## What to work on:
Copy each line from the entries that the word "church" appears in.

## Data for the task:
##########

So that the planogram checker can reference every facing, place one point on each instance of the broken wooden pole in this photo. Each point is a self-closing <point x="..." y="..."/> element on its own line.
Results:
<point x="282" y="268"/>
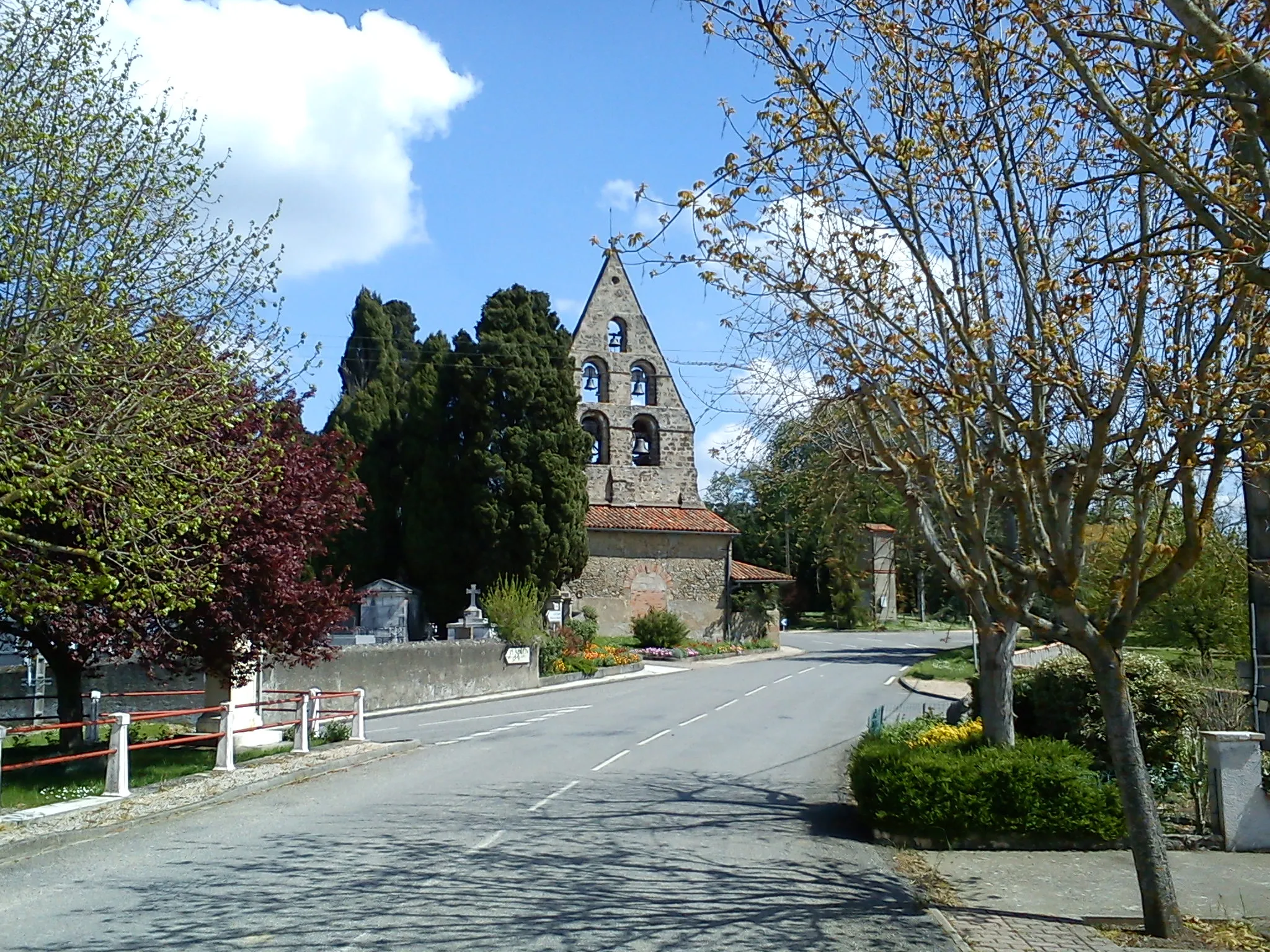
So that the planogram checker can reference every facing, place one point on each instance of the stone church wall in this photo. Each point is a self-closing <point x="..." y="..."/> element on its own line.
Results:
<point x="629" y="573"/>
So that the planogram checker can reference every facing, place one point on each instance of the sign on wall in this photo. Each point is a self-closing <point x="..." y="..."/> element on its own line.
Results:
<point x="517" y="655"/>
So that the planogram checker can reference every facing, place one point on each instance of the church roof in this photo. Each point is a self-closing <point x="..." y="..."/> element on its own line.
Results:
<point x="745" y="571"/>
<point x="657" y="518"/>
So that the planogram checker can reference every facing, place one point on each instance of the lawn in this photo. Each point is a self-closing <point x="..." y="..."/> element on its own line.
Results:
<point x="954" y="664"/>
<point x="821" y="621"/>
<point x="86" y="778"/>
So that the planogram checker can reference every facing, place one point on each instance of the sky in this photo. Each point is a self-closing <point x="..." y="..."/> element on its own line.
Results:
<point x="436" y="152"/>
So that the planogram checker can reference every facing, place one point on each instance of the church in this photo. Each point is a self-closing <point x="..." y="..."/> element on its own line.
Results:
<point x="652" y="541"/>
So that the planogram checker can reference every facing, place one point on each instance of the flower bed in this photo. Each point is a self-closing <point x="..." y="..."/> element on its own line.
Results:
<point x="704" y="649"/>
<point x="928" y="780"/>
<point x="590" y="656"/>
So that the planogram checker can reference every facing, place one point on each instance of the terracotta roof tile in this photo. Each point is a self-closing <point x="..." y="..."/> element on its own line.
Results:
<point x="657" y="518"/>
<point x="745" y="571"/>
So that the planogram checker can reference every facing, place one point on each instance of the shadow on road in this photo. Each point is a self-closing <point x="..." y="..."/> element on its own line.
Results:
<point x="687" y="862"/>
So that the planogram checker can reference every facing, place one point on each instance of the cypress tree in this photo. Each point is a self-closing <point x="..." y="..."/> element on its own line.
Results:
<point x="375" y="372"/>
<point x="474" y="456"/>
<point x="538" y="451"/>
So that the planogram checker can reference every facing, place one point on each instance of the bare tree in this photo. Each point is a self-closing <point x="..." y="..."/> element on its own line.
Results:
<point x="1029" y="334"/>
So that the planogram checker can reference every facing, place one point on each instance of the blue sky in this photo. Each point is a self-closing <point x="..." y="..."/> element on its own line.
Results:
<point x="523" y="136"/>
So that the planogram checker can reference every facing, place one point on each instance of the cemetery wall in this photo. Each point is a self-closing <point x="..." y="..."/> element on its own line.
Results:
<point x="413" y="673"/>
<point x="110" y="678"/>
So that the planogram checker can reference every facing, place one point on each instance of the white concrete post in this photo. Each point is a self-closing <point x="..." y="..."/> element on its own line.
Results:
<point x="93" y="733"/>
<point x="360" y="718"/>
<point x="315" y="700"/>
<point x="300" y="744"/>
<point x="1237" y="800"/>
<point x="225" y="746"/>
<point x="117" y="760"/>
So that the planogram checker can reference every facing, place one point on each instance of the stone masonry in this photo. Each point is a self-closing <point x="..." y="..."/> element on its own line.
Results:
<point x="652" y="542"/>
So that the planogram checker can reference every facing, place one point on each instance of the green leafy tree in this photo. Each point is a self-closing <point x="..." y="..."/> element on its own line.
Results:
<point x="130" y="318"/>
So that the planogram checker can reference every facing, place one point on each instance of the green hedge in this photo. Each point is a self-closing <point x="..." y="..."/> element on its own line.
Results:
<point x="1059" y="699"/>
<point x="1043" y="790"/>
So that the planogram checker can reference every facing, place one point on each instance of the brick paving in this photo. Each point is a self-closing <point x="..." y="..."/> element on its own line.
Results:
<point x="1015" y="932"/>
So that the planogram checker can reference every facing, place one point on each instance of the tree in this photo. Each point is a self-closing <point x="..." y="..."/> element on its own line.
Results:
<point x="1020" y="325"/>
<point x="271" y="604"/>
<point x="376" y="369"/>
<point x="536" y="448"/>
<point x="128" y="322"/>
<point x="474" y="456"/>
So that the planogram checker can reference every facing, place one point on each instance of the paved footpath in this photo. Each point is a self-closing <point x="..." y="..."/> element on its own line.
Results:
<point x="1034" y="902"/>
<point x="689" y="811"/>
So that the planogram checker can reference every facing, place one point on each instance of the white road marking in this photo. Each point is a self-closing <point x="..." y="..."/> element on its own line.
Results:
<point x="549" y="798"/>
<point x="492" y="718"/>
<point x="615" y="757"/>
<point x="488" y="842"/>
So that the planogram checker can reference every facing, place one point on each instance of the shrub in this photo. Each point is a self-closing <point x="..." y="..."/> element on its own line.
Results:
<point x="1041" y="788"/>
<point x="335" y="731"/>
<point x="1060" y="700"/>
<point x="586" y="628"/>
<point x="550" y="650"/>
<point x="516" y="607"/>
<point x="659" y="628"/>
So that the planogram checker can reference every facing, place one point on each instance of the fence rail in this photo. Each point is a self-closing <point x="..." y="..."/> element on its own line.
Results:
<point x="306" y="707"/>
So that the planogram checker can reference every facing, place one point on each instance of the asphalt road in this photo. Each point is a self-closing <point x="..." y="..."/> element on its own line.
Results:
<point x="691" y="810"/>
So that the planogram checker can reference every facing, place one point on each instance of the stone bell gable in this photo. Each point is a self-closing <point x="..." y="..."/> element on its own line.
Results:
<point x="643" y="433"/>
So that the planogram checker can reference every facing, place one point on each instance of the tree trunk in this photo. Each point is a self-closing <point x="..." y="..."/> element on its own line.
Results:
<point x="997" y="682"/>
<point x="1160" y="912"/>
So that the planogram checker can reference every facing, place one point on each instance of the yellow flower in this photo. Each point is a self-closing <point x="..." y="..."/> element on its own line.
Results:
<point x="948" y="734"/>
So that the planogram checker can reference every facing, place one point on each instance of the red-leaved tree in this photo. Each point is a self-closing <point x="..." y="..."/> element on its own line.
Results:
<point x="271" y="604"/>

##########

## Answer box:
So that the planogram checker can reference every facing, place one point on each instance of the stone church wall in this photo. Each point is a self-closing <point x="..." y="..."/> element on its own line.
So that the planogram checker can reference every facing, place one point on each instance of the church roof in this photo. Each point is a self-closing <point x="..." y="..."/> element on its own line.
So that the planogram checker can reference every facing, place one point on each instance of the church in this photo. Each point is a self-closing <point x="..." y="..."/> element on its own line.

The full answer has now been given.